== Dataset extract
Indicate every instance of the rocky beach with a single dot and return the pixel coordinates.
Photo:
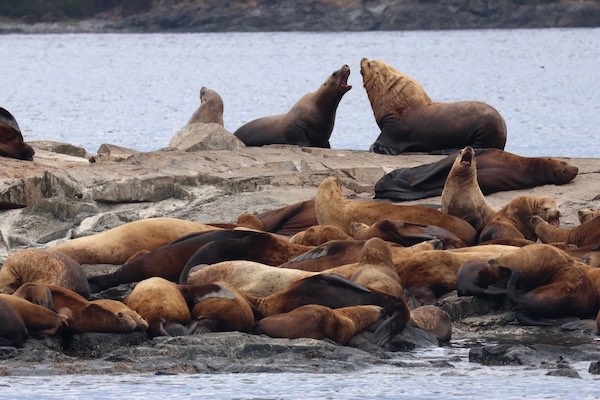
(63, 195)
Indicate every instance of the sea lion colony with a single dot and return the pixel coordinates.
(351, 266)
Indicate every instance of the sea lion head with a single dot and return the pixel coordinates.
(11, 139)
(390, 91)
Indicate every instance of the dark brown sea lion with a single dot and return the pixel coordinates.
(12, 328)
(308, 123)
(586, 234)
(546, 282)
(497, 170)
(410, 121)
(42, 266)
(405, 233)
(86, 316)
(332, 208)
(11, 139)
(210, 110)
(116, 245)
(514, 219)
(37, 319)
(291, 219)
(462, 196)
(318, 322)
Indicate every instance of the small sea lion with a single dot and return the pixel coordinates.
(333, 209)
(462, 196)
(42, 266)
(410, 121)
(513, 220)
(318, 322)
(308, 123)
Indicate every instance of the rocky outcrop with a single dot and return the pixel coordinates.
(324, 15)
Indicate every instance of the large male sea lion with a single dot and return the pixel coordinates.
(333, 209)
(497, 170)
(462, 195)
(410, 121)
(514, 219)
(11, 139)
(210, 110)
(42, 266)
(116, 245)
(308, 123)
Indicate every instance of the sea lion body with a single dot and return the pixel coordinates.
(308, 123)
(116, 245)
(42, 266)
(411, 122)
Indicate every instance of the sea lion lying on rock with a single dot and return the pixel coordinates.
(410, 121)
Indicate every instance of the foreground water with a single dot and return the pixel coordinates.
(138, 90)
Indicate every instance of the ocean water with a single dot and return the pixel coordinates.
(138, 90)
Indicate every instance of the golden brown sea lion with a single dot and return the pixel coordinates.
(210, 109)
(116, 245)
(318, 322)
(13, 331)
(462, 196)
(11, 139)
(586, 234)
(332, 208)
(513, 220)
(308, 123)
(410, 121)
(42, 266)
(546, 282)
(37, 319)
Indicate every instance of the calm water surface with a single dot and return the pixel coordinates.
====
- **Problem to work on**:
Quote every line of the records above exactly; no picture is to be copied.

- **Completed task**:
Indicate every instance of the rocky beach with a single dot and return the pixel coordinates.
Photo:
(63, 195)
Indicate every instance of the sea lion colony with a single dot and return the pixel coordinates.
(351, 266)
Indicate every instance of the sea lion head with a single dot and return the pixel coordinates.
(11, 139)
(390, 91)
Indicate every instance of the dark brown sea lion with a single dot and return the pixel coordinates.
(12, 328)
(308, 123)
(586, 234)
(546, 282)
(497, 170)
(410, 121)
(42, 266)
(405, 233)
(86, 316)
(332, 208)
(11, 139)
(210, 110)
(116, 245)
(514, 219)
(37, 319)
(291, 219)
(462, 196)
(318, 322)
Indicate every instance of the small sea lion with a single dot and return the pixel coordinates.
(333, 209)
(462, 196)
(42, 266)
(410, 121)
(513, 220)
(318, 322)
(308, 123)
Indicate every instance of the rocky outcrop with a single dot and return the pixel coordinates.
(324, 15)
Indicate every instance of the large male sea lion with a single dot and return the pixel coordinates.
(333, 209)
(497, 170)
(462, 195)
(410, 121)
(514, 219)
(11, 139)
(210, 110)
(42, 266)
(116, 245)
(308, 123)
Indicate every instance of the sea lion body with a single dot and return the pixel coordinates.
(308, 123)
(116, 245)
(42, 266)
(411, 122)
Indicate every instance of the sea lion lying on rock with a single dot and return the pixel coordinates.
(410, 121)
Indicate every instance of the foreground water with a single dot and return the pixel coordinates.
(138, 90)
Indicate every instance of the ocean water with a single dot and return the pixel coordinates.
(138, 90)
Indicate every instance of the golden brown sea lion with a single dot and return the pixel coordinates.
(210, 109)
(116, 245)
(318, 322)
(13, 331)
(462, 196)
(11, 139)
(586, 234)
(332, 208)
(513, 220)
(308, 123)
(410, 121)
(42, 266)
(546, 282)
(37, 319)
Indicate every instance of the calm water surface with a single dot and return the pixel coordinates.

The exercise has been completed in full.